Segment Start: Reading text

Imagine you could take a medicine that prevents the decline that come with age and keeps you healthy. Scientists are trying to find a drug that has these effects. The current most promising anti-aging drug is rapamycin, known for its positive effects on life and health span in experimental studies with laboratory animals. To obtain the maximum beneficial effects of the drug, it is often given lifelong. However, even at the low doses used in prevention for age-related decline, negative side effects may occur, and it is always desirable to use the lowest effective dose.
A research group at the Max Planck Institute for Biology of Ageing in Cologne, Germany, has now shown in laboratory animals that brief exposure to rapamycin has the same positive effects as lifelong treatment opening new doors for a potential application in humans.

Segment End: Reading text
Segment Start: Information

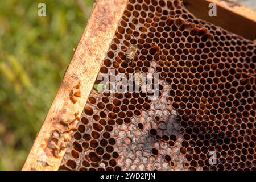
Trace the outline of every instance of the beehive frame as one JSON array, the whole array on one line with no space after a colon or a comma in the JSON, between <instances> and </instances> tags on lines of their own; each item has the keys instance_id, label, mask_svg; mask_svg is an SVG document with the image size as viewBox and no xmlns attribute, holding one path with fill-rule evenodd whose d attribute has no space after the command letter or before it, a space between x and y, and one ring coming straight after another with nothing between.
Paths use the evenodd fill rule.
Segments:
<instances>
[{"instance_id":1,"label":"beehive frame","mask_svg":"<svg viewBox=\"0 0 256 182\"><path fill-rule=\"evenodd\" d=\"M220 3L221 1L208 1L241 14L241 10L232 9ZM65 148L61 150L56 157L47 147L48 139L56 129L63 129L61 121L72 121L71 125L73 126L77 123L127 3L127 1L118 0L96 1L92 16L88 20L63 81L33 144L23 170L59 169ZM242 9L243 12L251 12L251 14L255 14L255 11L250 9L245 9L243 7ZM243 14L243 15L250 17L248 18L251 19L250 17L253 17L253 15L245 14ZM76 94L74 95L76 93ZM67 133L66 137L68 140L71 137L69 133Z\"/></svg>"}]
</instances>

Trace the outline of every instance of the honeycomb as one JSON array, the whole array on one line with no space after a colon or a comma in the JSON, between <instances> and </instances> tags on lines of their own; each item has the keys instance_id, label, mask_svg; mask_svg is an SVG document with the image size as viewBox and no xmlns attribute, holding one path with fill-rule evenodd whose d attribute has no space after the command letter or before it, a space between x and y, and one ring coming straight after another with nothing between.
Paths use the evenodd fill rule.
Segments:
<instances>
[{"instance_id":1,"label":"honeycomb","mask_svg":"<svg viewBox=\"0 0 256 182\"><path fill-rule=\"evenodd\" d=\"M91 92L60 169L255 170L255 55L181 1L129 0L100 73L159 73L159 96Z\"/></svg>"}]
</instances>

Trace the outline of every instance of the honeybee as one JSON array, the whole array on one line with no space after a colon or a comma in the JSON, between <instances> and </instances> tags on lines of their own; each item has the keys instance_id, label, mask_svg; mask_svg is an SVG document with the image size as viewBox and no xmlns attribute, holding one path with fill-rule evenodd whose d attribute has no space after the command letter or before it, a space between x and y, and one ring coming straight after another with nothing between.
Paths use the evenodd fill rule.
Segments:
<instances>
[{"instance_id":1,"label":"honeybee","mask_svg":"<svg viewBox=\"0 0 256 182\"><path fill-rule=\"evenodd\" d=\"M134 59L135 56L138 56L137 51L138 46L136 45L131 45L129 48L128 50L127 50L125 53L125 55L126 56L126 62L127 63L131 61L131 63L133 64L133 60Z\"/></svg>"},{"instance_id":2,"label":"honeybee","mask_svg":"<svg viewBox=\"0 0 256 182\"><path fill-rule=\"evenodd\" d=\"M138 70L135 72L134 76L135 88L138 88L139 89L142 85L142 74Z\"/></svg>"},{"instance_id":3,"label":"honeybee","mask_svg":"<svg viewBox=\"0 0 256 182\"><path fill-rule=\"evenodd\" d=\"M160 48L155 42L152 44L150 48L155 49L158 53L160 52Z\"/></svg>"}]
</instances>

Segment End: Information
Segment Start: Information

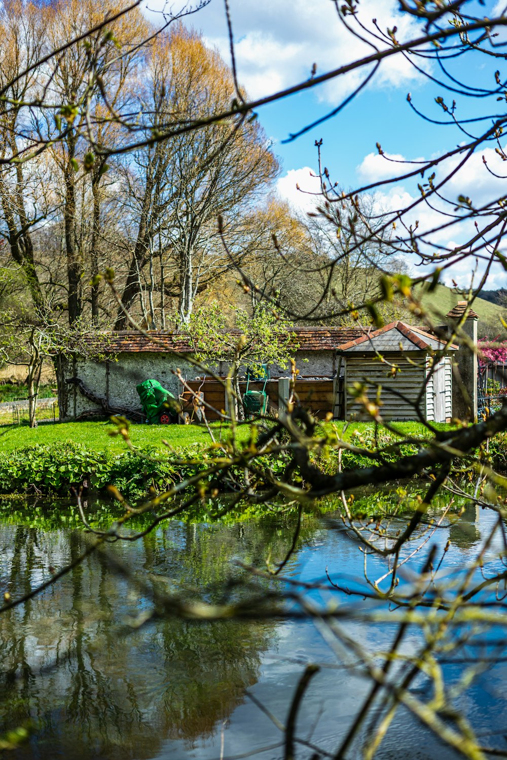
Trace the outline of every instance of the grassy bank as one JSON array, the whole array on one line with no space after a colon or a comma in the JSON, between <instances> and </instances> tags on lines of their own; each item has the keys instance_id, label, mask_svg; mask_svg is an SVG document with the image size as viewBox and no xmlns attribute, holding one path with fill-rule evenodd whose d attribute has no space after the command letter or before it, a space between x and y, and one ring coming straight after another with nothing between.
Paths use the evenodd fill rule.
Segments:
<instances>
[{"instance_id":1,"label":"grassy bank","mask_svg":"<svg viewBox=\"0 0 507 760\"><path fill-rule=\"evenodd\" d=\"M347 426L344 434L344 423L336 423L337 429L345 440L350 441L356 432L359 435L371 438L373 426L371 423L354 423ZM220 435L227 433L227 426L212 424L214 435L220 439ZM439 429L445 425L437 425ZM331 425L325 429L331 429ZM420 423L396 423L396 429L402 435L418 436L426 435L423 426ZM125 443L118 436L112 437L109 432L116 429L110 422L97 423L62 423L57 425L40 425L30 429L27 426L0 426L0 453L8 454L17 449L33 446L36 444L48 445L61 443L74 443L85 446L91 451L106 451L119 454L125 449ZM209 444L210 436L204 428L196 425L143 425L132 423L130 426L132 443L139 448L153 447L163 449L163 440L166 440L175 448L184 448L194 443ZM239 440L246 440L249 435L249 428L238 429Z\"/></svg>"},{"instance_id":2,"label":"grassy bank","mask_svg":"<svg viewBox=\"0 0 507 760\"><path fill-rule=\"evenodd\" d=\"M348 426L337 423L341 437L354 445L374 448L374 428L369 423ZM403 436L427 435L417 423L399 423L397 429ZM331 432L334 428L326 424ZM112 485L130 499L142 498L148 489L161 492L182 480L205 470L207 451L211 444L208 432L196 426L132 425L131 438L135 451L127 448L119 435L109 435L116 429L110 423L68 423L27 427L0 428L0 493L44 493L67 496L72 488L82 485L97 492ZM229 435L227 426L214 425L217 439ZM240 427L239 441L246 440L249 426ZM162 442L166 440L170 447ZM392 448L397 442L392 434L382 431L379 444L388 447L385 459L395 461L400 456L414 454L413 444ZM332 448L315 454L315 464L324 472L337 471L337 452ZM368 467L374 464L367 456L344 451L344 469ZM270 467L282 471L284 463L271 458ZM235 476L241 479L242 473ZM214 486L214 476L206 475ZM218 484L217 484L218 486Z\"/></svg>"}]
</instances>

Segment End: Information
Segment Start: Information

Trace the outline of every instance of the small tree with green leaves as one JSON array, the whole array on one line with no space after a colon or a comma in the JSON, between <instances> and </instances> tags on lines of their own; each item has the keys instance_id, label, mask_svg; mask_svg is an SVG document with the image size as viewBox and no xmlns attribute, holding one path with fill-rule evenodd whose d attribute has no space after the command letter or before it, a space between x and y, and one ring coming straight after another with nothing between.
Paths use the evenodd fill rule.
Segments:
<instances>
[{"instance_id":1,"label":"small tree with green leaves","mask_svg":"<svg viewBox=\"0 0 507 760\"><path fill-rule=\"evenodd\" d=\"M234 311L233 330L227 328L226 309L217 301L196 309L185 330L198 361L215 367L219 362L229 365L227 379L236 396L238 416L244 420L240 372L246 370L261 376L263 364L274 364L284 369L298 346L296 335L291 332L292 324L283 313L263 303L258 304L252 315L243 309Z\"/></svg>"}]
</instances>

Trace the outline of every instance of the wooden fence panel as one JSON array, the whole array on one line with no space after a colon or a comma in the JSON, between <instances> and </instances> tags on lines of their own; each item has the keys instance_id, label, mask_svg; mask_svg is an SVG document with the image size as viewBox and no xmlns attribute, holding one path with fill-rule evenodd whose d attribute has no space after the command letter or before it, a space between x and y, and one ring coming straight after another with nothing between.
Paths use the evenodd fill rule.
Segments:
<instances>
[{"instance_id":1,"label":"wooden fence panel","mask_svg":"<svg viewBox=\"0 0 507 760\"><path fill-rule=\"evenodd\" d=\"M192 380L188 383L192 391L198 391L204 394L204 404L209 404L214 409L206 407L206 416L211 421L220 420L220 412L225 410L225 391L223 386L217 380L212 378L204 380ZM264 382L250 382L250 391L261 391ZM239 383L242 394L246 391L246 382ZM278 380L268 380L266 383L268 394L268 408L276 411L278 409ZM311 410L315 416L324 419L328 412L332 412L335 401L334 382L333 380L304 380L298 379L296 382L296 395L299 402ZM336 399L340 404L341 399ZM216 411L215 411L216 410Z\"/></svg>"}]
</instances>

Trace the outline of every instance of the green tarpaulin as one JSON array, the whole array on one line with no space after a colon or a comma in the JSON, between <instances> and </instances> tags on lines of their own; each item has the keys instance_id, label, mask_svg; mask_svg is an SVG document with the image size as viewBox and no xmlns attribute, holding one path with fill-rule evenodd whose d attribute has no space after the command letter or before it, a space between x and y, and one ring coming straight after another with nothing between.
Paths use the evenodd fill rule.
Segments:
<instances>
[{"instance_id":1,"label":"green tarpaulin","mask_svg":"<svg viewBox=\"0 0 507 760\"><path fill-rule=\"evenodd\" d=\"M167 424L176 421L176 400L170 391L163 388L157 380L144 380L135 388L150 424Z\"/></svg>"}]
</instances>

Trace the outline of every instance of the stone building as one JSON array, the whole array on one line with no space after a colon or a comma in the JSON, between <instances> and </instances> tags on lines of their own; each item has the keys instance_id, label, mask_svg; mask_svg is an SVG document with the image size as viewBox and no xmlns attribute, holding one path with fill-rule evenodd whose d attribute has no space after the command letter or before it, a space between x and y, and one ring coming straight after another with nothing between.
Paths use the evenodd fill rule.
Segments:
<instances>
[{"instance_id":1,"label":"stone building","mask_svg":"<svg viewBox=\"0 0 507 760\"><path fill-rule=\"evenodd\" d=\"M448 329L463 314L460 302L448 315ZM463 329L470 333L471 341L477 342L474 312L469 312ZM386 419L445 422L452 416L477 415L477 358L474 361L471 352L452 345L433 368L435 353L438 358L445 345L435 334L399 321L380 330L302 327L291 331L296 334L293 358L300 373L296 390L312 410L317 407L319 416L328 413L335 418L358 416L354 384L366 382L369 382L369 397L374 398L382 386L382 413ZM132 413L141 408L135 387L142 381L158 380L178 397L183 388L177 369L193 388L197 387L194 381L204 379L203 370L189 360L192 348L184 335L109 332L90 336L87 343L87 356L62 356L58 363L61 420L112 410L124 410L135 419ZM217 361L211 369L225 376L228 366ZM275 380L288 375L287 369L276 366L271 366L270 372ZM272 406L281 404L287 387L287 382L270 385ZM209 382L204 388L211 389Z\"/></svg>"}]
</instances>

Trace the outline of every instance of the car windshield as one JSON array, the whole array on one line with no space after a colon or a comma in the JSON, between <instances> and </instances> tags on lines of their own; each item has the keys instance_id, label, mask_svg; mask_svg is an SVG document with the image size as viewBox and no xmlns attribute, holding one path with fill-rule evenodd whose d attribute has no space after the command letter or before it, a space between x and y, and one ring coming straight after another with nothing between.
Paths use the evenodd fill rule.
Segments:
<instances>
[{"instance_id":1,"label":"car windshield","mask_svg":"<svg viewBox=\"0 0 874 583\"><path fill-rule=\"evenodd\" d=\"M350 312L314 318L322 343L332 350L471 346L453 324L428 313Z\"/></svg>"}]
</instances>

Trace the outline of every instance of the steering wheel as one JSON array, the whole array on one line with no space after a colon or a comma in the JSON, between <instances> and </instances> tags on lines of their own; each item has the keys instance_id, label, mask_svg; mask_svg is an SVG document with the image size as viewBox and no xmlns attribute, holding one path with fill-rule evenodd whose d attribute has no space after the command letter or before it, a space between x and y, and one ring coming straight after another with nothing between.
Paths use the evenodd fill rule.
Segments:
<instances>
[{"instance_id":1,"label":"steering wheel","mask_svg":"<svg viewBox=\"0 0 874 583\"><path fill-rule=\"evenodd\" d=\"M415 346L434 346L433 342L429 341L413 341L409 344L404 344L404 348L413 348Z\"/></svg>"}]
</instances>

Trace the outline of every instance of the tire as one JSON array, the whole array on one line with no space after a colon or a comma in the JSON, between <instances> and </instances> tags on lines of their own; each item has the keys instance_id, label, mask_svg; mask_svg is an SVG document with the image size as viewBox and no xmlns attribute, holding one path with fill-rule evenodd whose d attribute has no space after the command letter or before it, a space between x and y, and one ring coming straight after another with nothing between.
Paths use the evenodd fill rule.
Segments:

Segment End: Information

- Exercise A
In the passage on the anti-aging drug rapamycin, which institute is the research group that studied brief exposure to the drug part of?
- Exercise B
Write the next part of the passage on the anti-aging drug rapamycin, beginning right after its final sentence.

- Answer area A
The Max Planck Institute for Biology of Ageing in Cologne, Germany.

- Answer area B
Combatting the negative effects of aging is increasingly becoming the focus of research scientists. Lifestyle changes can improve health of older people, but alone is not sufficient to prevent the ills of older age. Repurposing existing drugs for "geroprotection" is providing an additional weapon in the prevention of age-related decline. The current most promising anti-aging drug is rapamycin, a cell growth inhibitor and immunosuppressant that is normally used in cancer therapy and after organ transplantations.
"At the doses used clinically, rapamycin can have undesirable side-effects, but for the use of the drug in the prevention of age-related decline, these need to be absent or minimal. Therefore, we wanted to find out when and how long we need to give rapamycin in order to achieve the same effects as lifelong treatment," explains Dr. Paula Juricic, the leading investigator of the study in the department of Prof. Linda Partridge, director at the Max Planck Institute for Biology of Ageing.
Only brief exposure
The scientists have tested different time windows of short-term drug administration in fruit flies and found that a brief window of two weeks of rapamycin treatment in young, adult flies protected them against age-related pathology in the intestine and extended their lives. A corresponding short time window, three months of treatment starting at three months of age in young, adult mice, had similar beneficial effects on the health of the intestine when they were middle-aged.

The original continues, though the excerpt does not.